=== Begin Enclosure ===

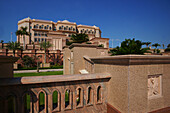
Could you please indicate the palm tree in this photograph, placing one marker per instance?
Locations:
(45, 45)
(22, 32)
(79, 38)
(156, 45)
(13, 46)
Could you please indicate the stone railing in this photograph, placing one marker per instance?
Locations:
(56, 93)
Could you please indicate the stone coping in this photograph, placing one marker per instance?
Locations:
(8, 59)
(132, 59)
(52, 79)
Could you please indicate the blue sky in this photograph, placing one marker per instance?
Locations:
(145, 20)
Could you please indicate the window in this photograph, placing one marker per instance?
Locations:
(41, 101)
(89, 97)
(11, 101)
(27, 103)
(35, 39)
(54, 28)
(67, 98)
(55, 100)
(35, 33)
(39, 40)
(99, 94)
(78, 99)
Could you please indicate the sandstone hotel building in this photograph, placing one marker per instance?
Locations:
(57, 33)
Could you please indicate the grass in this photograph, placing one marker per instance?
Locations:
(38, 74)
(34, 68)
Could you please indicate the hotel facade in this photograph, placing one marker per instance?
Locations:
(57, 33)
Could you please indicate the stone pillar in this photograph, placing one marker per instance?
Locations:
(6, 66)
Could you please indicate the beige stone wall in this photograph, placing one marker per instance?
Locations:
(66, 61)
(128, 87)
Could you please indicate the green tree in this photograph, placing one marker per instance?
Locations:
(79, 38)
(13, 46)
(129, 47)
(45, 45)
(22, 32)
(27, 61)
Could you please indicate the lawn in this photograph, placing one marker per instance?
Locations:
(38, 74)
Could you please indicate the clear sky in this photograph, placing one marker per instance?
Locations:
(146, 20)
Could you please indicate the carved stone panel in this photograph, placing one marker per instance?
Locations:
(154, 85)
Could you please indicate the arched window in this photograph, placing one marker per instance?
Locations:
(41, 101)
(79, 97)
(27, 103)
(89, 96)
(11, 101)
(67, 98)
(99, 94)
(55, 100)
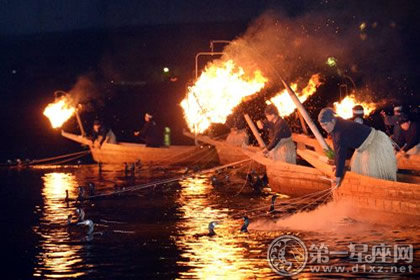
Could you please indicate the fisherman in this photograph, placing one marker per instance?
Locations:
(374, 155)
(358, 113)
(281, 146)
(102, 134)
(409, 138)
(150, 132)
(392, 121)
(237, 137)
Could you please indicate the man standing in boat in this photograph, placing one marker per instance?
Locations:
(358, 113)
(409, 138)
(392, 121)
(150, 132)
(374, 155)
(281, 146)
(102, 134)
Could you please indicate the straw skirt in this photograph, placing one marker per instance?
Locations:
(375, 157)
(285, 151)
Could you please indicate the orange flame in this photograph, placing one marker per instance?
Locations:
(284, 103)
(344, 108)
(59, 111)
(218, 90)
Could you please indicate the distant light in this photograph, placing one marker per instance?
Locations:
(331, 61)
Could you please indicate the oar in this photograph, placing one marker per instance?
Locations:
(308, 119)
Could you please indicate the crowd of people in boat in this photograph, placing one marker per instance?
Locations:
(375, 153)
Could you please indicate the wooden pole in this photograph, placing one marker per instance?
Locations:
(302, 123)
(254, 131)
(79, 121)
(306, 116)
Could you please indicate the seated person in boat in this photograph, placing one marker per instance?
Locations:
(392, 121)
(102, 134)
(237, 136)
(281, 146)
(358, 113)
(374, 155)
(409, 138)
(150, 133)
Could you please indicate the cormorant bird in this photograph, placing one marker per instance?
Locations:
(257, 182)
(211, 232)
(211, 227)
(244, 227)
(273, 201)
(214, 181)
(90, 224)
(80, 214)
(91, 188)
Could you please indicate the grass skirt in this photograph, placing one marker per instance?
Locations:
(285, 150)
(375, 157)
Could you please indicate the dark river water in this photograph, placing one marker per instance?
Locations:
(160, 232)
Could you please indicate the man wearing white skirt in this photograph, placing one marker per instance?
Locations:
(281, 146)
(374, 155)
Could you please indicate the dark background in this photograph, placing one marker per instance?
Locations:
(122, 47)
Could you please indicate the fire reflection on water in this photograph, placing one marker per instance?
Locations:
(58, 258)
(229, 254)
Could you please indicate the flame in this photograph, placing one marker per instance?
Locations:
(218, 90)
(59, 111)
(284, 103)
(344, 108)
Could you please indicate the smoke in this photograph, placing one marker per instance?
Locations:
(295, 48)
(86, 92)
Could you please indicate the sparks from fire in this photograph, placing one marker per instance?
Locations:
(284, 103)
(344, 108)
(59, 111)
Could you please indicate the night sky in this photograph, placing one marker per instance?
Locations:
(49, 45)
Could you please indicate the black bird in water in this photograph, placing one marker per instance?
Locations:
(257, 182)
(91, 188)
(273, 201)
(212, 225)
(214, 181)
(67, 199)
(80, 214)
(244, 227)
(211, 232)
(89, 224)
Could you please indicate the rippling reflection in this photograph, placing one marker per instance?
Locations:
(58, 257)
(228, 255)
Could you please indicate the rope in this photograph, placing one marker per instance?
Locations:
(36, 161)
(63, 161)
(165, 181)
(324, 196)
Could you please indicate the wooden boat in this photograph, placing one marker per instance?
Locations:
(373, 199)
(291, 179)
(226, 152)
(132, 153)
(407, 162)
(285, 178)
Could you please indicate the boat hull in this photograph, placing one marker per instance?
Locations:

=== End Enclosure ===

(What is needed)
Search the listing for the word "dark" and return each line that holds it.

(Result of the exercise)
Could you please indicate the dark river water in this photograph, placing one marker per instance?
Could you please indicate the dark background in this photograph, placing one marker per instance?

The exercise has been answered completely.